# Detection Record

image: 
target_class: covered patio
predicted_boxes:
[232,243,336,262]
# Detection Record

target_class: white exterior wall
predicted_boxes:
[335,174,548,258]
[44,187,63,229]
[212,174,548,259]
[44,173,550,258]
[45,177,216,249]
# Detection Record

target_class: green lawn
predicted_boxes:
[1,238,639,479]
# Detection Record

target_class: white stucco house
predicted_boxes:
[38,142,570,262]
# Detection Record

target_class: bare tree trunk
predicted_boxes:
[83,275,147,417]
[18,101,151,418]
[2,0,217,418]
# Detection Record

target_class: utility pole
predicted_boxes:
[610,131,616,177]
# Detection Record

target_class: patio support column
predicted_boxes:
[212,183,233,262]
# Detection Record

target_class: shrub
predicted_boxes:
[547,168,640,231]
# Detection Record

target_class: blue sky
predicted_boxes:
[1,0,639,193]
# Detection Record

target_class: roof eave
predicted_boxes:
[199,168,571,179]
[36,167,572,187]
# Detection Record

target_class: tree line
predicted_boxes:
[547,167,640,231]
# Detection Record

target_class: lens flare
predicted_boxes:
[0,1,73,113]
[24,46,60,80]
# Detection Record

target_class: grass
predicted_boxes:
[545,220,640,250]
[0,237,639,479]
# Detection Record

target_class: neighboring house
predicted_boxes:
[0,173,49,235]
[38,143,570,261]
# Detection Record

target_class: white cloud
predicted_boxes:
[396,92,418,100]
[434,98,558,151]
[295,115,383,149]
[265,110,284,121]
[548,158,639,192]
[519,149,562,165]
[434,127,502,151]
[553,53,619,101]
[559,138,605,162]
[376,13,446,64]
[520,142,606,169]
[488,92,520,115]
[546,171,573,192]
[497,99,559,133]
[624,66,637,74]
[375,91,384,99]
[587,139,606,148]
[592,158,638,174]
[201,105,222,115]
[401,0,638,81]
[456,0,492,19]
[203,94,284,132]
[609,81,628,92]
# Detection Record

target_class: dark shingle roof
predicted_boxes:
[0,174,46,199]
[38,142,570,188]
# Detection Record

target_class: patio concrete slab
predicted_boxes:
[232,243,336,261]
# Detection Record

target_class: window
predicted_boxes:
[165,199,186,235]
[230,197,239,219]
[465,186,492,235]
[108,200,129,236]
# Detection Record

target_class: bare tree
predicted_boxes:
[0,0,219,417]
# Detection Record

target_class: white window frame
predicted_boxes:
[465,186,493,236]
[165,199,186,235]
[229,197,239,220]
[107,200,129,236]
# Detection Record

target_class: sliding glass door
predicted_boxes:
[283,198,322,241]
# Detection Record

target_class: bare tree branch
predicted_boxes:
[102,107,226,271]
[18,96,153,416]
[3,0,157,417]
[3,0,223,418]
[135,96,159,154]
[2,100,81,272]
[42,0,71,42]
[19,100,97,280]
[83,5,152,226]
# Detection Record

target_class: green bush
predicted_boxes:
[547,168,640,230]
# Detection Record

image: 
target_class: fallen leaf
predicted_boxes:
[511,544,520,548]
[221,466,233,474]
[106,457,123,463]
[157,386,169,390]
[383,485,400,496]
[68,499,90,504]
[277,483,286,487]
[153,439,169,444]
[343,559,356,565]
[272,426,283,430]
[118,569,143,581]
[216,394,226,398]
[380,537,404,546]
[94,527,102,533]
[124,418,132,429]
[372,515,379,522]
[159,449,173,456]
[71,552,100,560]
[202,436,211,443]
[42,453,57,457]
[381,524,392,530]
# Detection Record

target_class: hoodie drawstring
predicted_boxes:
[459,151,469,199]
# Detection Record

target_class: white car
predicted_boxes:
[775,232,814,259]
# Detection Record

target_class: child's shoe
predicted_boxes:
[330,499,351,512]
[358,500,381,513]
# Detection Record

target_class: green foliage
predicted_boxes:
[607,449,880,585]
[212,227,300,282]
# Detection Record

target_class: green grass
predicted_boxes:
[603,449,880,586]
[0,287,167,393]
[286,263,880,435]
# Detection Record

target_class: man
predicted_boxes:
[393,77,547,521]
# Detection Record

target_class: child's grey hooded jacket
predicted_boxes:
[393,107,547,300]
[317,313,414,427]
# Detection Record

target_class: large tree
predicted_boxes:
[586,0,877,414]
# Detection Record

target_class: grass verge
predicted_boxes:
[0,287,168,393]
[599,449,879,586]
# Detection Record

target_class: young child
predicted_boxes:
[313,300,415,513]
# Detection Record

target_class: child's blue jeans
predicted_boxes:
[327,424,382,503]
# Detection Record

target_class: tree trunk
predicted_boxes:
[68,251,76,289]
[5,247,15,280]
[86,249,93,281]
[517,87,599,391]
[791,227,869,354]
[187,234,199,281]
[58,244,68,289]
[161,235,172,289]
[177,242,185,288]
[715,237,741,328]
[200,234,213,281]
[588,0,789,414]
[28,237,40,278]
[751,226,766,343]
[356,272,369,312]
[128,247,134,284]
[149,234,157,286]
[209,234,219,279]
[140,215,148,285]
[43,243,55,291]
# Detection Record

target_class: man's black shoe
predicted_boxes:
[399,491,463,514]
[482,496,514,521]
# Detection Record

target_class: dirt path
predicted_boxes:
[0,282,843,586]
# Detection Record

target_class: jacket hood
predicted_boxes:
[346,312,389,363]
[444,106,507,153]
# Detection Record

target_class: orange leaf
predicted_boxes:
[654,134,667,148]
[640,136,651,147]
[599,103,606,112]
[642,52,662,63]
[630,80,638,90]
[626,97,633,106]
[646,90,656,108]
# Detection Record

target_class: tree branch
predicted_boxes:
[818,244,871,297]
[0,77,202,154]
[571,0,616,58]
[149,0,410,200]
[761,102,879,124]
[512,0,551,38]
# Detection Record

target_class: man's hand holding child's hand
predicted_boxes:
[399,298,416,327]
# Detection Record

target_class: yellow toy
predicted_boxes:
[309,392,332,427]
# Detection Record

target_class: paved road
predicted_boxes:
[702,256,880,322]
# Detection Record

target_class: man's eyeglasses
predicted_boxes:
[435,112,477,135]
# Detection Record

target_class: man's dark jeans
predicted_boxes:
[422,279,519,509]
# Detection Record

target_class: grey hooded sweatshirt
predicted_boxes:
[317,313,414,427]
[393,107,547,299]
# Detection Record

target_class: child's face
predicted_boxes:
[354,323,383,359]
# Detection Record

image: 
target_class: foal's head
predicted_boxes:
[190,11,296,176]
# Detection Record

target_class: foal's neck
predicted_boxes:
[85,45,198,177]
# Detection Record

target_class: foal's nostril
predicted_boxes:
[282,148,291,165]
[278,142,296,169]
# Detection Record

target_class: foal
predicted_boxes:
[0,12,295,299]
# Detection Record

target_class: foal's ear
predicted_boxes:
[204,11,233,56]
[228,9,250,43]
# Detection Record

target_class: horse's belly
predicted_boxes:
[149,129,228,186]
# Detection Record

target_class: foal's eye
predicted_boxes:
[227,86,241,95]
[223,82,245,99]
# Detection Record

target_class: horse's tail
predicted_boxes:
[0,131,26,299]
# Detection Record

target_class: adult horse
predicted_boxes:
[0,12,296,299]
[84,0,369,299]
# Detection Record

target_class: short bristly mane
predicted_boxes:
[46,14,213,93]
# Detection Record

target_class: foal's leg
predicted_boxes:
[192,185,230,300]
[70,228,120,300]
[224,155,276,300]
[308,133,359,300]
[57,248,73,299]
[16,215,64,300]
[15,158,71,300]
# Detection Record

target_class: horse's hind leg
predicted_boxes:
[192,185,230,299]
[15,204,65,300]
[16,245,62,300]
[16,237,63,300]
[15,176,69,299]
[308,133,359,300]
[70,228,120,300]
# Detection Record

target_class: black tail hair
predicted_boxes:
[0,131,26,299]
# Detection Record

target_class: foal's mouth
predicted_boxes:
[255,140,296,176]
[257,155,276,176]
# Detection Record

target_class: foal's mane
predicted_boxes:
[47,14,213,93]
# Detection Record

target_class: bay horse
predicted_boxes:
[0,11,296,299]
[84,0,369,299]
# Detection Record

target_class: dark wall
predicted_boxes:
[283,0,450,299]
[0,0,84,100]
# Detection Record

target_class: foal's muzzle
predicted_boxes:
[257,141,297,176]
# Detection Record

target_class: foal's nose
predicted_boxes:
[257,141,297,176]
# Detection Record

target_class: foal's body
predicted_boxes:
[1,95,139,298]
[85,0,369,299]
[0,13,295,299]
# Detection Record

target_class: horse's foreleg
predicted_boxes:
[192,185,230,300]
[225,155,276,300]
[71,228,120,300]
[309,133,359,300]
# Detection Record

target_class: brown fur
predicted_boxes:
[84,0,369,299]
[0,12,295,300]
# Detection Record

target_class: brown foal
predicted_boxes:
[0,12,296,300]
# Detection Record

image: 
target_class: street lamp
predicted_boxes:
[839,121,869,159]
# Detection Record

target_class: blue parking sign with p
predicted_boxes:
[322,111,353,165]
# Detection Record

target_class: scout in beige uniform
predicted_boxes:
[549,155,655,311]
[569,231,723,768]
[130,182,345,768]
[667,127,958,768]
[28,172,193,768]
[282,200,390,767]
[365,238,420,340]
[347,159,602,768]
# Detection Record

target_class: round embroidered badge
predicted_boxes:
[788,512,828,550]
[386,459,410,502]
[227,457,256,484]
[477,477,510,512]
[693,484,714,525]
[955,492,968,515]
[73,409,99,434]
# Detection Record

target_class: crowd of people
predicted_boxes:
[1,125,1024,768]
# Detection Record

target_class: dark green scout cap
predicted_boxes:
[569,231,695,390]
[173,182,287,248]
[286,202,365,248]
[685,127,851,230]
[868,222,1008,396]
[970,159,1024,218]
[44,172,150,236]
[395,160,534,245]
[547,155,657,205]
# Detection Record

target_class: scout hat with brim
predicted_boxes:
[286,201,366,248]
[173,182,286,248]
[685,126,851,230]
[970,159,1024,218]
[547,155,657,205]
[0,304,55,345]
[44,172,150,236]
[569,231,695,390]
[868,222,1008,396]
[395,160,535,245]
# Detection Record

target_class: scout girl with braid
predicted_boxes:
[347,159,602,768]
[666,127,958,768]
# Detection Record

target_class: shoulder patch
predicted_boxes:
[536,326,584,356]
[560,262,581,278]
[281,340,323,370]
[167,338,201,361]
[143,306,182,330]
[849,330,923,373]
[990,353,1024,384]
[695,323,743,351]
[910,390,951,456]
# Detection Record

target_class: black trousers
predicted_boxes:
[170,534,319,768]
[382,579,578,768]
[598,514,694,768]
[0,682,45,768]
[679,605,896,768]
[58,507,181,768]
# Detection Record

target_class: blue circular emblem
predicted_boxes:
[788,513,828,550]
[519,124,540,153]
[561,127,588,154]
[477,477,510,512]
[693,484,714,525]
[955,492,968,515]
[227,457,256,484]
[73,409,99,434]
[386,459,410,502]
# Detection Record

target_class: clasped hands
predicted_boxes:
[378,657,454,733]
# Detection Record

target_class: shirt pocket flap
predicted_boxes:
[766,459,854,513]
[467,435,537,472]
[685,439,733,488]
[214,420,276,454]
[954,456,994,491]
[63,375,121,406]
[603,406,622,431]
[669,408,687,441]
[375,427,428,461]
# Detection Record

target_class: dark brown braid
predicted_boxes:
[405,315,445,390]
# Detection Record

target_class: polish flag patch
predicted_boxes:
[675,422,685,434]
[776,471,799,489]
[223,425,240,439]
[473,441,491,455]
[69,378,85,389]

##########

Please give only the number of lines above that contain the word "braid".

2